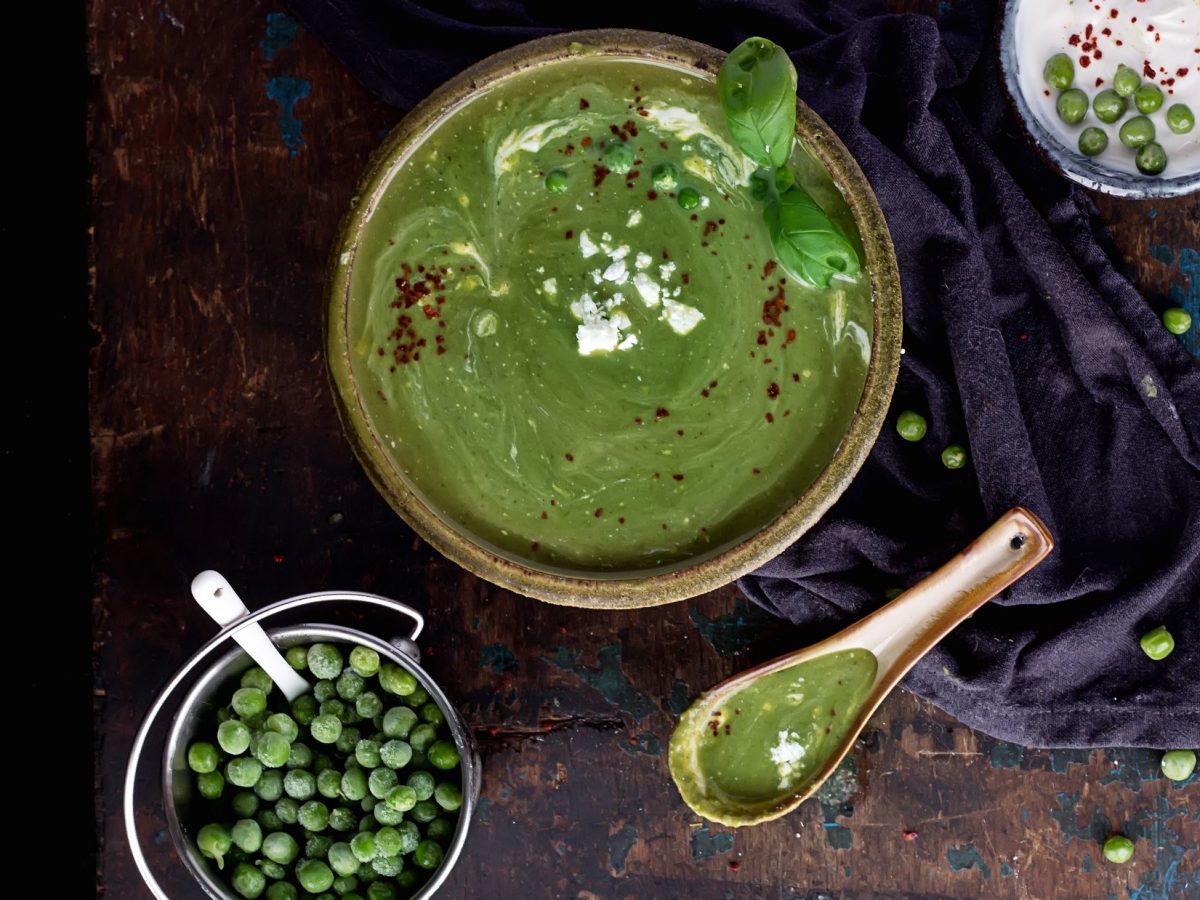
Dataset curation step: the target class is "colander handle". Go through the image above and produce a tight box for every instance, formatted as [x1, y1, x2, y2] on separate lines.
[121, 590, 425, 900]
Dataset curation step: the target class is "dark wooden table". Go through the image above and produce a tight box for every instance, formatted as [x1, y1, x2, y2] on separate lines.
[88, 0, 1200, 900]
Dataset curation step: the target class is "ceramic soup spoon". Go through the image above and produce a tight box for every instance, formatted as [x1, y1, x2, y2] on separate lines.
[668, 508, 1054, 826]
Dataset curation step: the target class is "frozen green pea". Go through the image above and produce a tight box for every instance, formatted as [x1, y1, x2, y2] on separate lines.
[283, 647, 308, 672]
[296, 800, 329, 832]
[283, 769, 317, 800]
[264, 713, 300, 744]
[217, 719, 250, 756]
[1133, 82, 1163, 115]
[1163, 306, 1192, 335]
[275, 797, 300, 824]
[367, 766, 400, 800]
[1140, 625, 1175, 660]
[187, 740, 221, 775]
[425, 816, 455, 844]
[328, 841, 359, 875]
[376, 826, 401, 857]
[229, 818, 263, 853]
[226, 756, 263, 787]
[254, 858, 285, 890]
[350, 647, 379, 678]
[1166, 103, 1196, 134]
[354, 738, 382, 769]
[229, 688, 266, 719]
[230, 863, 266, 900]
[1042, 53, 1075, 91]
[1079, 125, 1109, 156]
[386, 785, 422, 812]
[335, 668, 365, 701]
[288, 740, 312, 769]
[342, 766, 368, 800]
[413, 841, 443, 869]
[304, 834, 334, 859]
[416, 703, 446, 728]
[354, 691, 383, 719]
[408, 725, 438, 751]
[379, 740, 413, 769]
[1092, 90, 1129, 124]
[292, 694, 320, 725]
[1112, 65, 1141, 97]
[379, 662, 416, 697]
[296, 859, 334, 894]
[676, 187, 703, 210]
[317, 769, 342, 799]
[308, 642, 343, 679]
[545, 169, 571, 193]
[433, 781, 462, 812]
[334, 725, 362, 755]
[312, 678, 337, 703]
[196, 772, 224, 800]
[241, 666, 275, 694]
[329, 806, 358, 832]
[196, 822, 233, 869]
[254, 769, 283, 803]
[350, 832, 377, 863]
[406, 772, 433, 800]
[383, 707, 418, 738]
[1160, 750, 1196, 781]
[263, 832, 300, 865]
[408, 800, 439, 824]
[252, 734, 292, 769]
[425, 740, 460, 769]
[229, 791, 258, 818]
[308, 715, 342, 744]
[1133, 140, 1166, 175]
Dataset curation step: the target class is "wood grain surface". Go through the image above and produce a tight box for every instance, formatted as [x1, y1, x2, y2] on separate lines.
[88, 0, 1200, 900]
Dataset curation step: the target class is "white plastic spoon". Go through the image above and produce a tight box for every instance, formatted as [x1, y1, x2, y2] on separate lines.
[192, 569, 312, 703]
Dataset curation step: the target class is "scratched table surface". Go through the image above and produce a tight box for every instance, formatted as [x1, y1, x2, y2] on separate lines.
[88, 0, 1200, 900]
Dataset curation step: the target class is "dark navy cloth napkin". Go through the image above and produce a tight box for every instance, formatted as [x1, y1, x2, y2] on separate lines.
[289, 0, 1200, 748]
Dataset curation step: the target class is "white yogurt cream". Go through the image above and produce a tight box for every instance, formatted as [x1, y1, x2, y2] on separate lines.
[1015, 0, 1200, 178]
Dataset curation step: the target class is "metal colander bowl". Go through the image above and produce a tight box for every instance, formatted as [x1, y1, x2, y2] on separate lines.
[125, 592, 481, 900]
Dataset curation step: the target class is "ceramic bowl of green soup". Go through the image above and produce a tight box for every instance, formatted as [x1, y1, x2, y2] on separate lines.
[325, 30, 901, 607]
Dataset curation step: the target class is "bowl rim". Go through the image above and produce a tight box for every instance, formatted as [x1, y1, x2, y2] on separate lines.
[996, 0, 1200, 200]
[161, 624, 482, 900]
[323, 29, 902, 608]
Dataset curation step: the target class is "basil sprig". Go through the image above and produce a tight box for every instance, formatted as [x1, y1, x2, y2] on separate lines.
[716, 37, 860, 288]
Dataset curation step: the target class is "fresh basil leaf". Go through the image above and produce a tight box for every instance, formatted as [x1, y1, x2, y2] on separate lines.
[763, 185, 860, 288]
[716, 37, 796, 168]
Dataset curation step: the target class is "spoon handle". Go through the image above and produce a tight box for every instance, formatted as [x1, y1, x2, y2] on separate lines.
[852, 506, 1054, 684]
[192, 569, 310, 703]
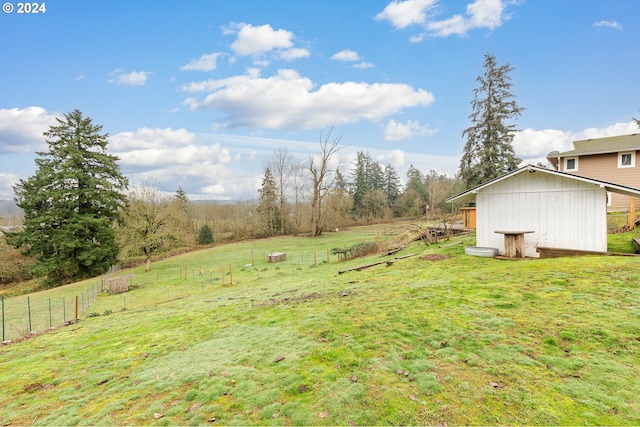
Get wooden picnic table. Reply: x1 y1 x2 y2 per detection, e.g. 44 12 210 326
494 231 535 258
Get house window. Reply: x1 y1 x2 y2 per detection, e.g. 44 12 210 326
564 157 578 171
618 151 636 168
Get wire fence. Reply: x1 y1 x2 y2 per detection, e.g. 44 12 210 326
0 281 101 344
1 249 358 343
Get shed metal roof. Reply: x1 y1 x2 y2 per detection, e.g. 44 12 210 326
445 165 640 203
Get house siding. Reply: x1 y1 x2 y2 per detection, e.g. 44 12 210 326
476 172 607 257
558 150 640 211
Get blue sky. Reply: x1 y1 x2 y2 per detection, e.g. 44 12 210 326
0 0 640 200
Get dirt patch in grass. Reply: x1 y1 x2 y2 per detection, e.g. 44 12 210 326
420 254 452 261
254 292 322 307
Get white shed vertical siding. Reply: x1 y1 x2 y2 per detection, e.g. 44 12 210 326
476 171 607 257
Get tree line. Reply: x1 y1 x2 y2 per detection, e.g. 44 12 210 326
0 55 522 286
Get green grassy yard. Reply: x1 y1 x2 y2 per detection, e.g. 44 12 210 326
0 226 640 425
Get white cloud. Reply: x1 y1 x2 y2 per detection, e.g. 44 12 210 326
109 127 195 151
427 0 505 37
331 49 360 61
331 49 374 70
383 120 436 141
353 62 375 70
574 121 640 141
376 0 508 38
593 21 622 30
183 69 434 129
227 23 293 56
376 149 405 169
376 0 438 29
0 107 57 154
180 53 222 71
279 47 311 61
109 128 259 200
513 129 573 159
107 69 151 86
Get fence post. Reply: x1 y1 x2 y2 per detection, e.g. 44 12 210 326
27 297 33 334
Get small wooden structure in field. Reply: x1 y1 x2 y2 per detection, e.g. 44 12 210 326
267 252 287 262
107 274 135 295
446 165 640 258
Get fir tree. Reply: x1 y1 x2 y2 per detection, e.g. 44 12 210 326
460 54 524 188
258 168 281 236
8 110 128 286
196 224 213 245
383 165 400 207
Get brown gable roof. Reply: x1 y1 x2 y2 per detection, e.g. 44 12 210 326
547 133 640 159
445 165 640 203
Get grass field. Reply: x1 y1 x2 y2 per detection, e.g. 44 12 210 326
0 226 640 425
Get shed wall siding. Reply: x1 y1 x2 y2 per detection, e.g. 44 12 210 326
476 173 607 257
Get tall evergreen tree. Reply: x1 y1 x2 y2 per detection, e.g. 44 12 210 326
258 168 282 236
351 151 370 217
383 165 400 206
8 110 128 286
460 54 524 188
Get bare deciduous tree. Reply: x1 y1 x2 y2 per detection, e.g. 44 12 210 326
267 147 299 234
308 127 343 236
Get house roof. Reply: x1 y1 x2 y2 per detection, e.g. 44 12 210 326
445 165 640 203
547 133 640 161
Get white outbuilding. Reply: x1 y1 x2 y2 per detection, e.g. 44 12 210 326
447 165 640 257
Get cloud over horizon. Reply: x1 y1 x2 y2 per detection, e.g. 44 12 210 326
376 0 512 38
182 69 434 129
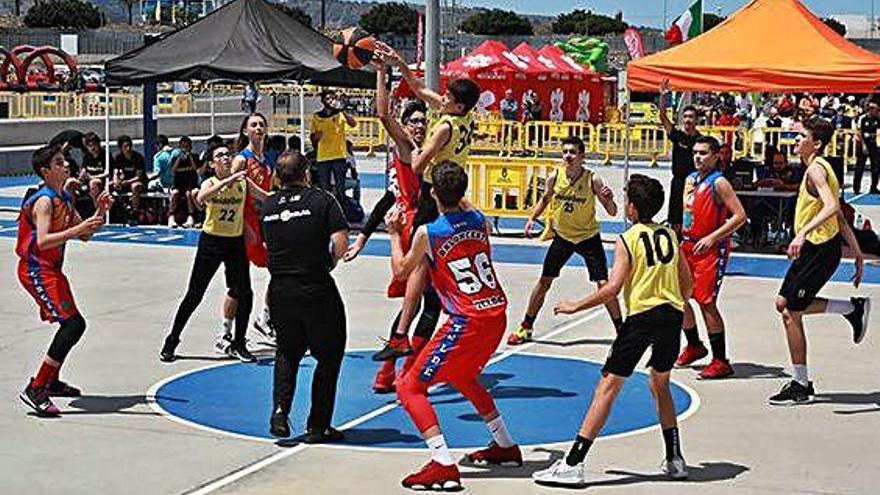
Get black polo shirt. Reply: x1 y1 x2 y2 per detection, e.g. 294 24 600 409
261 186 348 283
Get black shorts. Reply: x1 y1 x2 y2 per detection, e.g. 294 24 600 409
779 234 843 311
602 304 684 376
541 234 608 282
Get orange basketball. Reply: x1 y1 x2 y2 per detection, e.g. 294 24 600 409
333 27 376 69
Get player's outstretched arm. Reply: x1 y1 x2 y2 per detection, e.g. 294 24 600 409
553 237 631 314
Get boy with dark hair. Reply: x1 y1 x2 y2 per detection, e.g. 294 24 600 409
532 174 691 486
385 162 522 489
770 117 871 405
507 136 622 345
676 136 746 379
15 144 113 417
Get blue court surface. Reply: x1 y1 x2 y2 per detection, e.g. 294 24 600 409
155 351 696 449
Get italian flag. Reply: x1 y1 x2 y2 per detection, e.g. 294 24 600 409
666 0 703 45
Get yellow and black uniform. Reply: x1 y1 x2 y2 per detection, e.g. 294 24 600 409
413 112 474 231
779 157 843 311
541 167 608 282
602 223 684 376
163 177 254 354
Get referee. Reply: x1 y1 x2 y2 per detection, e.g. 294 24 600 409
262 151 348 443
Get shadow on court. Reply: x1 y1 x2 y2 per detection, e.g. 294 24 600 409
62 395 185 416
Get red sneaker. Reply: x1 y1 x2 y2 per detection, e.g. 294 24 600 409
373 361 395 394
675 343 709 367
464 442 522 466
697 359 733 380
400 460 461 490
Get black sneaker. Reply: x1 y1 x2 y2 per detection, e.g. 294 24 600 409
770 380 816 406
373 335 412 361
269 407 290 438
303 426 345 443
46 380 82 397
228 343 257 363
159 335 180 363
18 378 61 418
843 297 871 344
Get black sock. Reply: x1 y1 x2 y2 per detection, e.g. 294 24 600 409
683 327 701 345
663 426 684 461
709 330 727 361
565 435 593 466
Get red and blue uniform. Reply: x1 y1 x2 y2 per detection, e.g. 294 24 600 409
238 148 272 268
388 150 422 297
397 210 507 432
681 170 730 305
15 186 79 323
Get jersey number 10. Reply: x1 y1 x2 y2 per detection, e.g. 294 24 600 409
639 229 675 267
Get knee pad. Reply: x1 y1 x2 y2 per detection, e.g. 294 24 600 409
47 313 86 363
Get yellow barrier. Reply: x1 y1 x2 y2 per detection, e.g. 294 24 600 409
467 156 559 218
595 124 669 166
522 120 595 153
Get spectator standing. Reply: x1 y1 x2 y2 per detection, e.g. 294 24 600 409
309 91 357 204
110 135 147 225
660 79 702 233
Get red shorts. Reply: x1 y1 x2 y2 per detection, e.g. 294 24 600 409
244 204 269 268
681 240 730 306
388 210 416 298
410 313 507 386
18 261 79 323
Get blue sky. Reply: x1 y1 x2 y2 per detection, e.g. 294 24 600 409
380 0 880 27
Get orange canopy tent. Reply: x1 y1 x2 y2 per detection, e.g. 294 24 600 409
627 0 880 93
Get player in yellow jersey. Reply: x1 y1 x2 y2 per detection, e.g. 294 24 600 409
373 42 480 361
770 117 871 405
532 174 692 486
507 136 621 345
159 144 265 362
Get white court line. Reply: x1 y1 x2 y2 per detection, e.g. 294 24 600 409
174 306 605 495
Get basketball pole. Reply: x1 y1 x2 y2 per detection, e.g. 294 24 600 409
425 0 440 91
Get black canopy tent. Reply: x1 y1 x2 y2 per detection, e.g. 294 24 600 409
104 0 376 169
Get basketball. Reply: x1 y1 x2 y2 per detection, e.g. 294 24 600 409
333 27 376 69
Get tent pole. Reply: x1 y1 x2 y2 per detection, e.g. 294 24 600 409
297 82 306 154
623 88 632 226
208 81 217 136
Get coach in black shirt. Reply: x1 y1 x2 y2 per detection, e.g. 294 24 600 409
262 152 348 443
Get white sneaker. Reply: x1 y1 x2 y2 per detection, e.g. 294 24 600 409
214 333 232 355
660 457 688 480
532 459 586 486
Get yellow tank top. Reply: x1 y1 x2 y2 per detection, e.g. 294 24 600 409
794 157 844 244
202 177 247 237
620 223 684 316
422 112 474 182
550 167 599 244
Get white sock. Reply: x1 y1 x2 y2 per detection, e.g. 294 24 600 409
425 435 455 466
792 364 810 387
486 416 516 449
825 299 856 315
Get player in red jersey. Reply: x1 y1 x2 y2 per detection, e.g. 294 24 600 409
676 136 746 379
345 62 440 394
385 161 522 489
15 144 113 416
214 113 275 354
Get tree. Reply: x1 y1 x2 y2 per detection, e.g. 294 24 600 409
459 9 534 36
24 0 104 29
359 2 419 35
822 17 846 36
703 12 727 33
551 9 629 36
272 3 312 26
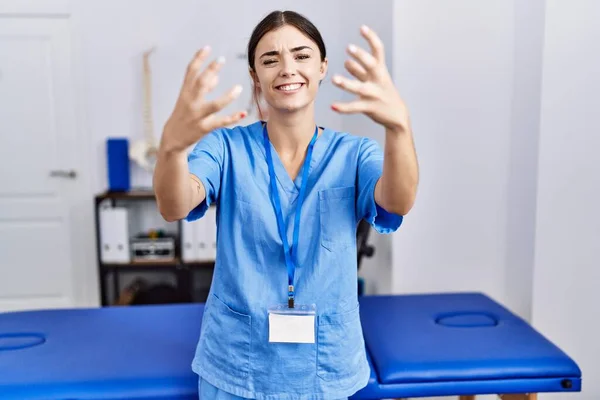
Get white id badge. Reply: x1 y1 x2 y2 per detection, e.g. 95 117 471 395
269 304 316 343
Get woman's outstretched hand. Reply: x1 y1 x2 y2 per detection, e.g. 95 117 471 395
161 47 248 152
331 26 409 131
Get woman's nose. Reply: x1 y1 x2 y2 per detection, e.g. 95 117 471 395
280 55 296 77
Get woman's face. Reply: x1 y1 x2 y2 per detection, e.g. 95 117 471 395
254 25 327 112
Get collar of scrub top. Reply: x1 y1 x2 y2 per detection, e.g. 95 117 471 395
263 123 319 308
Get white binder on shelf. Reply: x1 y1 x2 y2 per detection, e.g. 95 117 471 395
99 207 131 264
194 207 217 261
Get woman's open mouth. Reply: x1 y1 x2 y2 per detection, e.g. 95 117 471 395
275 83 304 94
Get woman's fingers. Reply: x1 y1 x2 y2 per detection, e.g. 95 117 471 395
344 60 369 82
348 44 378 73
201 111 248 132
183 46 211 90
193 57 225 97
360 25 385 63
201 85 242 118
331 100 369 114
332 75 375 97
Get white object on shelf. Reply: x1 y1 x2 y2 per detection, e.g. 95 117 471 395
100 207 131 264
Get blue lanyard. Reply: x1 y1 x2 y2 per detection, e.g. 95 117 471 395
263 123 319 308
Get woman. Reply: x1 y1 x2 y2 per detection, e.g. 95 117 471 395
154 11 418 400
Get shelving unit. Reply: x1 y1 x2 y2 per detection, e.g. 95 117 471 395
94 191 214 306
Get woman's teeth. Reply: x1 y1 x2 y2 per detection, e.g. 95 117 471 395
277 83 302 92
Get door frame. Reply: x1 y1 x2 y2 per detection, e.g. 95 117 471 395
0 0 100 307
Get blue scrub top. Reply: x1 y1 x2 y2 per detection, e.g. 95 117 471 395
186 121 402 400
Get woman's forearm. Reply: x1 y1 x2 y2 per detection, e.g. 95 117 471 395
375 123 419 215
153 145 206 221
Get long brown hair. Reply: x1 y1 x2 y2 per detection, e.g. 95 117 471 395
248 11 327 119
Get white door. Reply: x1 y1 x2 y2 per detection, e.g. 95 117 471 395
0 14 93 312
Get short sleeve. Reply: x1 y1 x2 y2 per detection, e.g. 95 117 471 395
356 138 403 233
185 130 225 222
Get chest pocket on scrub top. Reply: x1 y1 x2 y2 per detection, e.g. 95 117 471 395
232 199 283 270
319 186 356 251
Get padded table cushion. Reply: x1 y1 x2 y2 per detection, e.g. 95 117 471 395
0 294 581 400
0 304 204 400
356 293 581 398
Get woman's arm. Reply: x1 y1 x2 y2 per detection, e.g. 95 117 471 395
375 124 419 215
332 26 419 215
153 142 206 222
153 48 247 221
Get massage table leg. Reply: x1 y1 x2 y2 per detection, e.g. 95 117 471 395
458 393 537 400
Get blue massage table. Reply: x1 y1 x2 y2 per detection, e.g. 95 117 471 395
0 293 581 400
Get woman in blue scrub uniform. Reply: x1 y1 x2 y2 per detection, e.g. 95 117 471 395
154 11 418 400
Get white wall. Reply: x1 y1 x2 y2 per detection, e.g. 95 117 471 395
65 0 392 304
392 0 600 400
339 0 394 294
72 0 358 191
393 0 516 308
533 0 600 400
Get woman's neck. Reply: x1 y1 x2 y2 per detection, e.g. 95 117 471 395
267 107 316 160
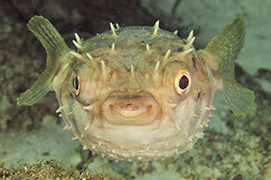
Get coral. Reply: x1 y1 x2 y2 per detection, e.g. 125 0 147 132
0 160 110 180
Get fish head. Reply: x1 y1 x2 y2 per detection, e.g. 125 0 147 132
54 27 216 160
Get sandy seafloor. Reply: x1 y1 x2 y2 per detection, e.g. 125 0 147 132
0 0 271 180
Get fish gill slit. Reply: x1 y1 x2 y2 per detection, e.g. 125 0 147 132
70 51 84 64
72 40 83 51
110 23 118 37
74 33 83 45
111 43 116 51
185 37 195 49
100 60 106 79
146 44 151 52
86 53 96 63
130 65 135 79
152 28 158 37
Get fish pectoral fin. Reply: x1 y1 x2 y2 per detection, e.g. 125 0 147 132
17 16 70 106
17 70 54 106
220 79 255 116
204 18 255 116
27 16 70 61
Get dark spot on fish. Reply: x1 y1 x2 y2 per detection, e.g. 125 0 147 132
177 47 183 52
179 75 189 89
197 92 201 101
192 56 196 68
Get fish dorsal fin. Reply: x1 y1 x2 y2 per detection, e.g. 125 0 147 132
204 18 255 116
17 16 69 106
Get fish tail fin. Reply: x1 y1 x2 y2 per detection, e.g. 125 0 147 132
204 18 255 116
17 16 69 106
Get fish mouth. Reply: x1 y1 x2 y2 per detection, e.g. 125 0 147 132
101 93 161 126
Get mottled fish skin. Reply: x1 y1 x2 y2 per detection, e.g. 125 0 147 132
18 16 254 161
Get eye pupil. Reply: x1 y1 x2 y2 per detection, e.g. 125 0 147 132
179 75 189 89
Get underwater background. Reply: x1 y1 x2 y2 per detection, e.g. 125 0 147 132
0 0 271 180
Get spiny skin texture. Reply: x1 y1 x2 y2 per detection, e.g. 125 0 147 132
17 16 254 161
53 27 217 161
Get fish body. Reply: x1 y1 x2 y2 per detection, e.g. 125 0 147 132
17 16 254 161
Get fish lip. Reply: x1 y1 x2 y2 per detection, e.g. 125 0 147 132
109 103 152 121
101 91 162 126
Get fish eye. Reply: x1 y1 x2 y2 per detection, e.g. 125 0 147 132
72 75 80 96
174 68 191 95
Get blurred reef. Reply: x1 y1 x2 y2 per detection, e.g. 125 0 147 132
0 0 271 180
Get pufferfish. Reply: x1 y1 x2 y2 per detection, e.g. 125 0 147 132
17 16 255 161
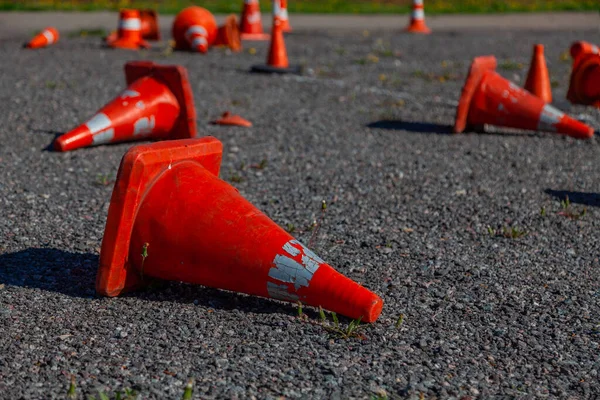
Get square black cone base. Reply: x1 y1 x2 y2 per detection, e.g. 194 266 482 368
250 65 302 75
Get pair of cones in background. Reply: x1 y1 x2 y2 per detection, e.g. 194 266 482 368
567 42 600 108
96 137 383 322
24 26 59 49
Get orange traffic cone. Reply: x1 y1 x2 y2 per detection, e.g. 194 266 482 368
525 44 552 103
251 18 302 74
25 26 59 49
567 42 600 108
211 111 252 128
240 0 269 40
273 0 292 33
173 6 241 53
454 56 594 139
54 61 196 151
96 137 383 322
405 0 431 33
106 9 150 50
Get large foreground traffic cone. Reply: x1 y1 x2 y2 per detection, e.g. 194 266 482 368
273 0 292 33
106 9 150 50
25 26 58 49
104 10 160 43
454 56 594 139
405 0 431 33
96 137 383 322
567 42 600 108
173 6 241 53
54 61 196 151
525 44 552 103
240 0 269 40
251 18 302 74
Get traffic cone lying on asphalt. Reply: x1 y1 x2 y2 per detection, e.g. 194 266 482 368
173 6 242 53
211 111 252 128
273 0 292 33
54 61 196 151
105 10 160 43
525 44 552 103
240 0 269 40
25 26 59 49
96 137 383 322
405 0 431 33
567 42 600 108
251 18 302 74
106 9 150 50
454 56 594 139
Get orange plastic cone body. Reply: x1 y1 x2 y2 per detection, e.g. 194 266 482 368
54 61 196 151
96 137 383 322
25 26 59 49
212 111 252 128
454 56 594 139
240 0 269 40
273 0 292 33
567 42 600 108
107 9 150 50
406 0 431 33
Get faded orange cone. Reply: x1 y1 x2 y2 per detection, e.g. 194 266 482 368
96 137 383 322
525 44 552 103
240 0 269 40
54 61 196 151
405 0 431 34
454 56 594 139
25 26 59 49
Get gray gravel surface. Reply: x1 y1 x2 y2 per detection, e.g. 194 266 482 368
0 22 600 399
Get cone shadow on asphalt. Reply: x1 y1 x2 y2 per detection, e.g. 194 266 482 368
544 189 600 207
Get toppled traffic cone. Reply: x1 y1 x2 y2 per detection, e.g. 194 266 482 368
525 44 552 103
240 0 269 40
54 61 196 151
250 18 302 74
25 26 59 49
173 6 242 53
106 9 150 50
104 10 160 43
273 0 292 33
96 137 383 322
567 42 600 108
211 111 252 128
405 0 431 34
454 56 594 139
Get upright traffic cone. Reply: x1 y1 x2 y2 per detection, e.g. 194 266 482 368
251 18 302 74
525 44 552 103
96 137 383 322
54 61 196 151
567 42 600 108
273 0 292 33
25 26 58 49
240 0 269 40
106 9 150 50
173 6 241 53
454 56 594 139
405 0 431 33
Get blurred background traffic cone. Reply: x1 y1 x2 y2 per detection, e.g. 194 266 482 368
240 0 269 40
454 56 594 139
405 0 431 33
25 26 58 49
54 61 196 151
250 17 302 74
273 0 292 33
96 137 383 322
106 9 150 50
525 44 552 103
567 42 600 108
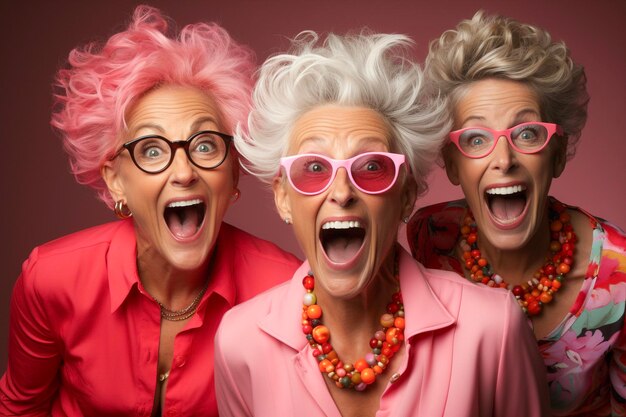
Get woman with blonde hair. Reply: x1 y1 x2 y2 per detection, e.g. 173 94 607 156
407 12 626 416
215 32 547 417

◆ **Brief**: Convert the material from the line containing "Get sandy seafloor." through the line containing "152 28 158 37", both included, into a Markdown table with the columns Row and Entry. Number each line in the Row column and omit blank lines.

◆ **Solution to this task**:
| Row | Entry |
|---|---|
| 1 | Get sandy seafloor. Reply: x1 y1 x2 y2 per detection, e.g. 125 0 147 132 |
| 2 | 0 0 271 180 |
| 3 | Get fish gill slit. Reply: x1 y1 x2 y2 per detection, e.g. 125 0 147 132 |
| 4 | 70 51 84 64 |
| 5 | 72 40 83 51 |
| 6 | 110 23 118 37 |
| 7 | 74 33 83 45 |
| 8 | 111 43 116 51 |
| 9 | 185 37 195 49 |
| 10 | 100 60 106 79 |
| 11 | 146 44 151 52 |
| 12 | 86 53 96 63 |
| 13 | 130 65 135 79 |
| 14 | 152 28 158 37 |